-- Start of Data for this task --
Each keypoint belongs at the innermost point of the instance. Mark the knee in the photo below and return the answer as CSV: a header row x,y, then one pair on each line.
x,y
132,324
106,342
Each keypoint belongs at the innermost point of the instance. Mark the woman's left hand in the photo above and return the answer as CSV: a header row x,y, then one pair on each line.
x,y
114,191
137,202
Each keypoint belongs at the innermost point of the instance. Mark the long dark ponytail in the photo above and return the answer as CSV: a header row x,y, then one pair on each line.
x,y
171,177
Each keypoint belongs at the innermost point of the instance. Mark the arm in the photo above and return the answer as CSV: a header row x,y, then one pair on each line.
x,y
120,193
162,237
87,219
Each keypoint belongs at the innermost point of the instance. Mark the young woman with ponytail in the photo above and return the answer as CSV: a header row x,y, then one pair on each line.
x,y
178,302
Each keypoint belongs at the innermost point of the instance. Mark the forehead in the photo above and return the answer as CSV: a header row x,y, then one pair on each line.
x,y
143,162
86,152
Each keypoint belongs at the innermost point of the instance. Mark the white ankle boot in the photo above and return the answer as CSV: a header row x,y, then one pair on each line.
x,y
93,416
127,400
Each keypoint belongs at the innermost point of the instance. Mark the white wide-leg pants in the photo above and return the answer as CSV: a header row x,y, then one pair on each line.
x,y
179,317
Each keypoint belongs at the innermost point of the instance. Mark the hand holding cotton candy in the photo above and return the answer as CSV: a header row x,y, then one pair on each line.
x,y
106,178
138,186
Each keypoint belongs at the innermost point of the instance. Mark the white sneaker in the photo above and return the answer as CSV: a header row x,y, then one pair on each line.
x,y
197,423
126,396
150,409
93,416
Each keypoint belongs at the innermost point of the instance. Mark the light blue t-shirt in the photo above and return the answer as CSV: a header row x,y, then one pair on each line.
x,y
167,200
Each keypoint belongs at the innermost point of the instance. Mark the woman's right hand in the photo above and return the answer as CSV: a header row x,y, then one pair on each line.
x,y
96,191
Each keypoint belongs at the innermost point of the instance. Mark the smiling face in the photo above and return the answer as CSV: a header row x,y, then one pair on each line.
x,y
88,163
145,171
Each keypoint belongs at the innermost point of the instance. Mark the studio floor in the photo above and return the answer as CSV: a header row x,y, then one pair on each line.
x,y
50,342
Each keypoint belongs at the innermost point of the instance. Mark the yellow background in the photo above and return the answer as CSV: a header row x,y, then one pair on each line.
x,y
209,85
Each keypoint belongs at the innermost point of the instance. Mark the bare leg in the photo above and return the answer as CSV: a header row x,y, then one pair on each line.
-- End of Data for this task --
> Task details: Print every line above again, word for word, with no changes.

> Solution:
Each keypoint belongs at the innermost point of the instance. Mark the knee in the photo below and return the answer as CSV: a header row x,y, then one pair on each line.
x,y
132,324
106,342
Each keypoint belongs at the innermost point of the instance. Mark the woman's left hand in the photo above and return the answer as CSV: a header row x,y, then one pair on each line.
x,y
114,191
137,202
Each keypoint belongs at the innermost point of the instance. Mark the long dark ponytail in the photo above and return the answer as CSV: a header row x,y, then one pair on each line.
x,y
171,177
Each keypoint belongs at the innermost point of the instance. Mark the arm in the photo above and return the answer as CSV: a header row x,y, then one pair on each line.
x,y
120,193
162,237
87,219
Each keypoint belongs at the innermost point of the instance. Mark the young woman with ponytail in the photo above and return the answer as CSV: a header row x,y, then one pair on each line.
x,y
178,302
Each keypoint belongs at the innermost point of the instance. Mark the forehead in the photo above and return the answer as CSV: a header row x,y, then one pair on each line.
x,y
143,162
86,152
Each keypoint belongs at the innermost point of the instance. Mark the white ankle boot in the photo above and return the answer as CSV: a header row x,y, then one pair on each line.
x,y
93,416
127,400
Each keypoint belongs at the innermost point of the instance. Mark the white wide-leg pants in the photo above and return the answer as CSV: a header row x,y, then one pair on each line.
x,y
179,317
Each keypoint belongs at the innermost point of the instance. Mark the hand holding cotton candy in the photo above and return the answer as CSV: a header row x,y, then one pair on each line.
x,y
106,178
138,186
Each keypoint belongs at the innermost point of the instance. Mark the white sneaker in the photo above and return the answer as CSV: a header row x,y, then one pair on each line.
x,y
197,423
126,396
150,409
93,416
Each keypoint belongs at the innermost point of the instance. Mark the light blue t-shirt in the photo above and return the answer as CSV: a header row x,y, then one pair on each line.
x,y
167,200
Each keypoint belongs at the innermost point of the instance. Mark the woman's right hand in the photo above and return the answer as CSV: a header row x,y, then one pair on each line.
x,y
96,191
Each keypoint belongs at the innermost point of the instance. Mark the smiling face in the photo above and return the answer as CSV: a header row x,y, then one pair on each line.
x,y
88,163
145,171
Each keypoint belongs at the innermost point of the instance. Mark the studio floor in the photo above and return the answer as CSV: a header row x,y, then one pair on each line.
x,y
50,342
Each keypoint belongs at the innermost point of the instance. Mark the yellow background in the photo above and return the answer as CSV: a header row x,y, then one pair on each line.
x,y
209,85
Each keypoint belongs at the innermost point of the instance. Mark the bare leg in the photo above and return the answer as CSV: a header row x,y, then one pair on each line.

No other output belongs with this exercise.